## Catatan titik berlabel

────

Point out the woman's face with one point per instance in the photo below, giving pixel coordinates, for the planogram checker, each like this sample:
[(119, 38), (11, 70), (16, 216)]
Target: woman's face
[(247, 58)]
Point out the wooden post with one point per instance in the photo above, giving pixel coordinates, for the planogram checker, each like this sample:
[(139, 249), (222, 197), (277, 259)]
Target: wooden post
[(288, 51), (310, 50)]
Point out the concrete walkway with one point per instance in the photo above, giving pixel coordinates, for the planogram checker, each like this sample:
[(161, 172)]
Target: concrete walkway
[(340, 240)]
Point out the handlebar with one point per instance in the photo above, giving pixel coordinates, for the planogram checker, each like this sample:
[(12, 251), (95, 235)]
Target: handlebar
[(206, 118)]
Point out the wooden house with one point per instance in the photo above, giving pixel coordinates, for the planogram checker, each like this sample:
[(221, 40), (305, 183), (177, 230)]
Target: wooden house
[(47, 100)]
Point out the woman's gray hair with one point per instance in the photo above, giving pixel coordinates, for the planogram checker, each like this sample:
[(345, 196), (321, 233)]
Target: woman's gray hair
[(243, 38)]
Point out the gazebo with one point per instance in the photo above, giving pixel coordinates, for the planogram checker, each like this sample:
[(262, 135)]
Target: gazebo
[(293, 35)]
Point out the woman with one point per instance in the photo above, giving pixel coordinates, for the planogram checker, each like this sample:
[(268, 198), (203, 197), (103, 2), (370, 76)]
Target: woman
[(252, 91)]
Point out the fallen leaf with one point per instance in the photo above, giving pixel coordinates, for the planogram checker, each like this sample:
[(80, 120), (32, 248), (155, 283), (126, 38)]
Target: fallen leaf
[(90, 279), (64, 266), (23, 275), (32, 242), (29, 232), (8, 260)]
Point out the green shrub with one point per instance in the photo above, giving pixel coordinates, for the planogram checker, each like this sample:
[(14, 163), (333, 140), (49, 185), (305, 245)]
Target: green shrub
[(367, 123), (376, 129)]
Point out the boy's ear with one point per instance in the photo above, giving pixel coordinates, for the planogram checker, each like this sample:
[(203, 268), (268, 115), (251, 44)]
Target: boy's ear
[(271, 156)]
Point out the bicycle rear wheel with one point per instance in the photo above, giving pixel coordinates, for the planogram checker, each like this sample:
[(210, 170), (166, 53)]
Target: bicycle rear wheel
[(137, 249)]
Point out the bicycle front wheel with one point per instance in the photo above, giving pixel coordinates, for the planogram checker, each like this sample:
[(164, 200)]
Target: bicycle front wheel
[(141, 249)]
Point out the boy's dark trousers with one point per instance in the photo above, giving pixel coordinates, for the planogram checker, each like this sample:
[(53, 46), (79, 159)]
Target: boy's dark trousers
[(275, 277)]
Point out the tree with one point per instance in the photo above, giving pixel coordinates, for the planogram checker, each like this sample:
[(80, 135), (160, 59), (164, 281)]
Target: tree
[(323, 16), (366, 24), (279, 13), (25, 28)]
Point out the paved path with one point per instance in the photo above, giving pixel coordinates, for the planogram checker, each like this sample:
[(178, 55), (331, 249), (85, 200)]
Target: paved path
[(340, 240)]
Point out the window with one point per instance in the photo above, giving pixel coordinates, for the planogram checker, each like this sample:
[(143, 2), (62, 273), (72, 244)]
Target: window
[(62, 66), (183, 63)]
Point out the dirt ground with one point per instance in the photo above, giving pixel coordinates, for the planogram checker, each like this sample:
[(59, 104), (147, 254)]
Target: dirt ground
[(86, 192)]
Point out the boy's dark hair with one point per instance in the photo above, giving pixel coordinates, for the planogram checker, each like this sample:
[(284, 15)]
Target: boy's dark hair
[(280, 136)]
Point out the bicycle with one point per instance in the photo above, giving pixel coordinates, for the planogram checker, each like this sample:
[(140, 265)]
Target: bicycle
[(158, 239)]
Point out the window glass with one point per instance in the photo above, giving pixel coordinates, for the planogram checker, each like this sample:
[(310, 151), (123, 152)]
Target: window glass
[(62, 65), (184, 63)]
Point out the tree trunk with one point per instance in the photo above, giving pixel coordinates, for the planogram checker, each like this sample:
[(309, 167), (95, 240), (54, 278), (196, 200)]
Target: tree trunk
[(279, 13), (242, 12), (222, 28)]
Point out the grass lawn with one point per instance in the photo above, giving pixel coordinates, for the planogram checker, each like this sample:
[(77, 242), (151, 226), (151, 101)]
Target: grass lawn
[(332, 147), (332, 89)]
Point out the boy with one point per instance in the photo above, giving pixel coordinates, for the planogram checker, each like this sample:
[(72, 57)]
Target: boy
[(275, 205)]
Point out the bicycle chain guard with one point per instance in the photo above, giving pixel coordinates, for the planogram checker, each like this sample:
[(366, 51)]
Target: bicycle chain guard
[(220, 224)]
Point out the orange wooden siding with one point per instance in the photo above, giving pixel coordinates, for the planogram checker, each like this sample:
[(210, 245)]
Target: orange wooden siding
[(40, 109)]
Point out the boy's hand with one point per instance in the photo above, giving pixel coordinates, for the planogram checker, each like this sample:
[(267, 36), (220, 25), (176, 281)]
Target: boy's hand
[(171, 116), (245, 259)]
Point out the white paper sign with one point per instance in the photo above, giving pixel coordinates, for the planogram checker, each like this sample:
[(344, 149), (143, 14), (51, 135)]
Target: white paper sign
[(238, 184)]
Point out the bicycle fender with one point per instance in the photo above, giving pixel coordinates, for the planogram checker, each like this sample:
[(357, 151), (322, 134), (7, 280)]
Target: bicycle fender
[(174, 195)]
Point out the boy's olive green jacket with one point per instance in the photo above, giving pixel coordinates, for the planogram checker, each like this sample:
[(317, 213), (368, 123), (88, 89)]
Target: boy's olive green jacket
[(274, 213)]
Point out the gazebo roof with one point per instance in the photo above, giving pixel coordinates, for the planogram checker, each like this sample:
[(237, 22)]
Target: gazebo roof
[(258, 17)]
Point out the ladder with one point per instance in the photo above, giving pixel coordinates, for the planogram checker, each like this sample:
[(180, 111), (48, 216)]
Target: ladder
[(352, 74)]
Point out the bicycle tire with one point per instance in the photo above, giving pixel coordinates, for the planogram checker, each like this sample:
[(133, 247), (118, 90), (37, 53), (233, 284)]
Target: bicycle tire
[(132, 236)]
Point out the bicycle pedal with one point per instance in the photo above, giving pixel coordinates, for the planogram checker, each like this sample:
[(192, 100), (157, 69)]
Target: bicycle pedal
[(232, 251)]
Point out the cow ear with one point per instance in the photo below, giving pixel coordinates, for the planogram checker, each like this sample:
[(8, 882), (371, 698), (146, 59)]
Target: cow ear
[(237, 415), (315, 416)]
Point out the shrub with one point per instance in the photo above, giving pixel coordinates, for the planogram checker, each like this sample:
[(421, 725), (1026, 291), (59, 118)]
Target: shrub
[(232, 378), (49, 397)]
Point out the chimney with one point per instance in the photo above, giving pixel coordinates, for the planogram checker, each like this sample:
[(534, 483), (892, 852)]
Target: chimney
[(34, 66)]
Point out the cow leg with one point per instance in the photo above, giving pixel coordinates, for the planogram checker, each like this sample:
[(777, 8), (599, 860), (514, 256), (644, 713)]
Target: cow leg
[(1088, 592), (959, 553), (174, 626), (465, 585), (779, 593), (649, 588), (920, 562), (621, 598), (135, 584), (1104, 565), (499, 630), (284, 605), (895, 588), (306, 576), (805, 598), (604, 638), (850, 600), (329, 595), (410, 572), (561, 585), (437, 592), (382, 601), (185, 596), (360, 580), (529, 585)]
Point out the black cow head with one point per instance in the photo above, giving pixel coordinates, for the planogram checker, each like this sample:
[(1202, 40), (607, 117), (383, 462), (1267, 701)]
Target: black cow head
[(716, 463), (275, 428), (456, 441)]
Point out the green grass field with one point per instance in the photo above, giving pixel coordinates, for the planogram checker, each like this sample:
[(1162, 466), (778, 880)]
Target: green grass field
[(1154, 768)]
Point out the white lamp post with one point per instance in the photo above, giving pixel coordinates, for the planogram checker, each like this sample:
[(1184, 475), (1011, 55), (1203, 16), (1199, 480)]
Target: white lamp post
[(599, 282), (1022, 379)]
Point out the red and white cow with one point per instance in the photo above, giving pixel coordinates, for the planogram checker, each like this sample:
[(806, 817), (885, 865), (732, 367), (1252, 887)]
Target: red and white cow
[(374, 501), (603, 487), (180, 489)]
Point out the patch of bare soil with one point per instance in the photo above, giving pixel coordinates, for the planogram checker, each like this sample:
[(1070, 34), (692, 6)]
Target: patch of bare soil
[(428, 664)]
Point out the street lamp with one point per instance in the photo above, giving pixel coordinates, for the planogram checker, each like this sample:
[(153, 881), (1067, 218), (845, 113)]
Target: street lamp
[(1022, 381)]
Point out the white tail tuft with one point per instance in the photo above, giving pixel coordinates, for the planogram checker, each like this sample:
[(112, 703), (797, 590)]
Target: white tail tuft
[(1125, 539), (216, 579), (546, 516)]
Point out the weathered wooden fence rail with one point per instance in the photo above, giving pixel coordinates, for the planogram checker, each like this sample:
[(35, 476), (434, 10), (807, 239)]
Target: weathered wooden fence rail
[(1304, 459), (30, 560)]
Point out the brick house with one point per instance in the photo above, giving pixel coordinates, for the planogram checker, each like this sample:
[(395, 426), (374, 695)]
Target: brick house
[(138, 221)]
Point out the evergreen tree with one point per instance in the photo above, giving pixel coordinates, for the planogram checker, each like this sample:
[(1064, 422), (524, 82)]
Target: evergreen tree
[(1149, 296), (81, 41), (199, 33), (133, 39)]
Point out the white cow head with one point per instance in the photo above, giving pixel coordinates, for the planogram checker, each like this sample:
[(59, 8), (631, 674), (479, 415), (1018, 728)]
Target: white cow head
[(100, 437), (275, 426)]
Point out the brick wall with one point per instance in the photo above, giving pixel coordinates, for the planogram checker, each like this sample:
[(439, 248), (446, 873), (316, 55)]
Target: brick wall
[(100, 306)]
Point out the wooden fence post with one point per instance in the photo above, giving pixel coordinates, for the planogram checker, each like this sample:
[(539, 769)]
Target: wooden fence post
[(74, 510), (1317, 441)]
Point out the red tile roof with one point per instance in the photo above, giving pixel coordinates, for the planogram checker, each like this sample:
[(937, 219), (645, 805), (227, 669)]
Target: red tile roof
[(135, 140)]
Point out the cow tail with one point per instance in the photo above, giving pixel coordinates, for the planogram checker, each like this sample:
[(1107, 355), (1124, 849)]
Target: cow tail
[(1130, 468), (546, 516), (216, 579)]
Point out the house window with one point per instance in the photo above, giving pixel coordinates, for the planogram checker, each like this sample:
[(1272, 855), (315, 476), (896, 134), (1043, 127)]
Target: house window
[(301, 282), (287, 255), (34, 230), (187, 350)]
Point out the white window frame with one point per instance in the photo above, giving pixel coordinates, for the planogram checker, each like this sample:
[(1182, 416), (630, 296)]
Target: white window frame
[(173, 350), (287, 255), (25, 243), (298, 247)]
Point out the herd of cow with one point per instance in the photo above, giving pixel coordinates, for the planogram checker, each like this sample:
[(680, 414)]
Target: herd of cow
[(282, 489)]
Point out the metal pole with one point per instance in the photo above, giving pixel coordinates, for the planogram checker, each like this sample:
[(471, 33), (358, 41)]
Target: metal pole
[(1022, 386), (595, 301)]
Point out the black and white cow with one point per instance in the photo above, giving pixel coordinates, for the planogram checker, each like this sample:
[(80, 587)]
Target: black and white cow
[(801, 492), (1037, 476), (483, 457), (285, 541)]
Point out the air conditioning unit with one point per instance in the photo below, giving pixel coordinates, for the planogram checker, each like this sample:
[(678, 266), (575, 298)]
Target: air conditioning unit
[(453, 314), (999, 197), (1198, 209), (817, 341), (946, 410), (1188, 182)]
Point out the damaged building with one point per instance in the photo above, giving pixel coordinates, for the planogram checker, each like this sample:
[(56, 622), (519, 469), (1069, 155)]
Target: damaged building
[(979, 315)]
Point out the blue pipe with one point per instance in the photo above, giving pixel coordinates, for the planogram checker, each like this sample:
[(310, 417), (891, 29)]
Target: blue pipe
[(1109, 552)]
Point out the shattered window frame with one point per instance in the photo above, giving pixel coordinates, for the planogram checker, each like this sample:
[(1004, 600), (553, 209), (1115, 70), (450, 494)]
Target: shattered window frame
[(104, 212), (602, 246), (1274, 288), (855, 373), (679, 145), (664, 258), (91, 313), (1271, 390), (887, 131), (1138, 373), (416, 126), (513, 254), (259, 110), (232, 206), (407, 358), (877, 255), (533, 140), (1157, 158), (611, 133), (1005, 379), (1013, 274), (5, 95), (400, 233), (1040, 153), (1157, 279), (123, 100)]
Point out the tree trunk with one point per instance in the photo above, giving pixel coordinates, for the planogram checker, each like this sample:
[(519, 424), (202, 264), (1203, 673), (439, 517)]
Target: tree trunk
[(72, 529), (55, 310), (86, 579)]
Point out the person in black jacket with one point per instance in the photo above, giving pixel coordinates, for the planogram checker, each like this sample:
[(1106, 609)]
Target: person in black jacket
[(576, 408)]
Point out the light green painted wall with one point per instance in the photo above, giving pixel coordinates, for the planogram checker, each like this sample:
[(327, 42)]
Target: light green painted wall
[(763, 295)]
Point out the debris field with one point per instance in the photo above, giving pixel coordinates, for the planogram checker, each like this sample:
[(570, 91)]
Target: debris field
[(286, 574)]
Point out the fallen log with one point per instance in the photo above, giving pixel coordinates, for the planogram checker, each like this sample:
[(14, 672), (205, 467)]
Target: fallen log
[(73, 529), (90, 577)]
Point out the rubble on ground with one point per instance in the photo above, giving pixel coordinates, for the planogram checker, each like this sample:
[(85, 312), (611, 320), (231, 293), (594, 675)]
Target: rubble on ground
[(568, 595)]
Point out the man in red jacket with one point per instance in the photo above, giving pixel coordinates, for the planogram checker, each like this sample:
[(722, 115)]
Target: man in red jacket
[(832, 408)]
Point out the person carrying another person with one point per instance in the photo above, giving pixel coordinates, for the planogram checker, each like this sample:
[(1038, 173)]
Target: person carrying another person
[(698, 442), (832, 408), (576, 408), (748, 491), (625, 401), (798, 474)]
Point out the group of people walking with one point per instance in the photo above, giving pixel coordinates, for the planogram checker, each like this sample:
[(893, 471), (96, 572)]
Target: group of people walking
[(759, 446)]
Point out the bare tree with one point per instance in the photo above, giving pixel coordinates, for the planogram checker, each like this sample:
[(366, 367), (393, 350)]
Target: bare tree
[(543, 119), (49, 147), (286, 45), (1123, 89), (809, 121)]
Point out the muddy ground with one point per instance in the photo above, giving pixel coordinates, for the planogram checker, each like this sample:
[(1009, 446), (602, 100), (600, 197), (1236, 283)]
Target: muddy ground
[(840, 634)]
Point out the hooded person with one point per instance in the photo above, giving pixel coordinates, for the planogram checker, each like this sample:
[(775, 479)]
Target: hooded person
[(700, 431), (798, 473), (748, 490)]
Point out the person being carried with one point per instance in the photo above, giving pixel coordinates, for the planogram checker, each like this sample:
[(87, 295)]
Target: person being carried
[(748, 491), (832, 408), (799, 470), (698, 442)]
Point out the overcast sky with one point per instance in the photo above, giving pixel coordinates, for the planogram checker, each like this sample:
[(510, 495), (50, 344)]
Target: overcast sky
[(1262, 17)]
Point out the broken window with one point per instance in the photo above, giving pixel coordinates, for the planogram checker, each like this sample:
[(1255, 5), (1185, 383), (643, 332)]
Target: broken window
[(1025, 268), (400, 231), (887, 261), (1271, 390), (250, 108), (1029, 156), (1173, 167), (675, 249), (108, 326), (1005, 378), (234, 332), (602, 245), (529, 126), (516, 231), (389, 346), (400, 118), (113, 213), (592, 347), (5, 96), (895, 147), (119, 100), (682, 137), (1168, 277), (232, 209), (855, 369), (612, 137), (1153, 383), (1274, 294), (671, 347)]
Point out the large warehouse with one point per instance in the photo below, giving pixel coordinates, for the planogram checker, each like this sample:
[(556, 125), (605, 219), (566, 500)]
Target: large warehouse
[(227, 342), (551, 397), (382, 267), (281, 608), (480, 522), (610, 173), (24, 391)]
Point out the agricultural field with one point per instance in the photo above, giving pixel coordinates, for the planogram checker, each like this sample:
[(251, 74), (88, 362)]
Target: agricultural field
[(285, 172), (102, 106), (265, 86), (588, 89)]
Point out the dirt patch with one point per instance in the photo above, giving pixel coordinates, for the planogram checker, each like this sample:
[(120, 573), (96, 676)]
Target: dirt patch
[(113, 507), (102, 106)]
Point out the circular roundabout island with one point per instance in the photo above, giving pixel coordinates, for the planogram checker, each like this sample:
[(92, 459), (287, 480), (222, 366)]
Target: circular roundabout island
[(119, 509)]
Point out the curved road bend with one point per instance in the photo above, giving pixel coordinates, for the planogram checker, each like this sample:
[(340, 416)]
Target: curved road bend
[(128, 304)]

────

## INSTRUKSI TUGAS
Cetak ulang tanpa diubah baris-baris di atas, mulai dari baris yang memuat "Point out the wooden fence" sampai baris yang memuat "[(74, 510), (1317, 441)]", termasuk kedua baris tersebut.

## JAWABAN TUGAS
Point out the wooden fence post with one point per instance in the photo above, giving pixel coordinates, for the planogram checker, each like this sample:
[(539, 769)]
Target: wooden fence post
[(74, 510), (1317, 441)]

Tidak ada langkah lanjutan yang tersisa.